_EXERCISE PASSAGE:_
┌────────
Science & Environment

New mass extinction event identified by geologists

Brachiopods Image copyright Science Photo Library
Image caption Brachiopods like these dominated the seas prior to the Capitanian extinction

Over the past 450 million years, life on Earth has been devastated by five mass extinction events that are widely recognised by geologists.

Now, an international team of researchers proposes adding a sixth mass extinction to the list.

The team believes it has accumulated sufficient evidence to promote the Capitanian event to the rank of mass extinction.

The extinction occurred approximately 262 million years ago.

Their proposal would elevate the Capitanian, which occurred during the Middle Permian period, to sit alongside the so-called "Big Five" mass extinctions.

The researchers, led by Dr David Bond of the University of Hull, presented their case in the Geological Society of America Bulletin.

The status of the Capitanian crisis is disputed because little has been learned about it since its discovery 20 years ago. The majority of the existing literature is based on evidence unearthed in the tropics.

Braving the bears

Adding to the confusion is the End Permian extinction, the deadliest mass extinction in Earth's history. Occurring around 250 million years ago, the "Great Dying," as it is called, wiped out about 96% of all species.

Because the End Permian extinction occurred merely 12 million years after the Capitanian extinction, it has been difficult for geologists to determine if these events are separate or one-and-the-same.

In order to demonstrate that the Capitanian extinction was a separate, catastrophic and global phenomenon, Dr Bond needed evidence from elsewhere on the planet.

So, his team headed to Spitsbergen, an island roughly 890 km (553 mi) north of the Norwegian mainland.

Armed with camping gear and rifles - to keep the polar bears away - Dr Bond's team made three separate journeys to the island from 2011 to 2013, each time in the month of July when there is 24 hours of daylight and the weather is more amenable to field work.
└────────
_TO DO:_
1. In the article on the new mass extinction, who led the team of researchers?
2. Rewrite the paragraph of the mass extinction article that begins "Adding to the confusion is the End Permian extinction" in a shorter form, keeping its main facts.
3. Write out the passage from the mass extinction article starting at "Braving the bears" and ending at "separate or one-and-the-same.".

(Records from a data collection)
┌────────
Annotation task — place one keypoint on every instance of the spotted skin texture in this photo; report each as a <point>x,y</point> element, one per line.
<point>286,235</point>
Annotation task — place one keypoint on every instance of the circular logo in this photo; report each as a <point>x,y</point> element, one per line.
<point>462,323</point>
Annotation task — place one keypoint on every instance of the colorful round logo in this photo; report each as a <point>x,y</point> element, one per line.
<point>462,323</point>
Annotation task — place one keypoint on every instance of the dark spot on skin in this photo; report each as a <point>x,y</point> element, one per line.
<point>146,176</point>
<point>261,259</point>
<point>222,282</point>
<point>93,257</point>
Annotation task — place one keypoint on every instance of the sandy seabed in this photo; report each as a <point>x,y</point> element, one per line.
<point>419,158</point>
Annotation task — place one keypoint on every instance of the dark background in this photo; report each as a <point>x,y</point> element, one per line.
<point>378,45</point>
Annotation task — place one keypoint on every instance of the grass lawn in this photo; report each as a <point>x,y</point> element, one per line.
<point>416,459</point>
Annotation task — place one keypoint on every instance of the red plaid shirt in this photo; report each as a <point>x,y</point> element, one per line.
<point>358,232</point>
└────────
_SOLVED TASKS:_
1. Dr David Bond of the University of Hull led the researchers.

2. The End Permian extinction, the deadliest in Earth's history, adds to the confusion. Known as the "Great Dying," it occurred around 250 million years ago and wiped out about 96% of all species.

3.
Braving the bears

Adding to the confusion is the End Permian extinction, the deadliest mass extinction in Earth's history. Occurring around 250 million years ago, the "Great Dying," as it is called, wiped out about 96% of all species.

Because the End Permian extinction occurred merely 12 million years after the Capitanian extinction, it has been difficult for geologists to determine if these events are separate or one-and-the-same.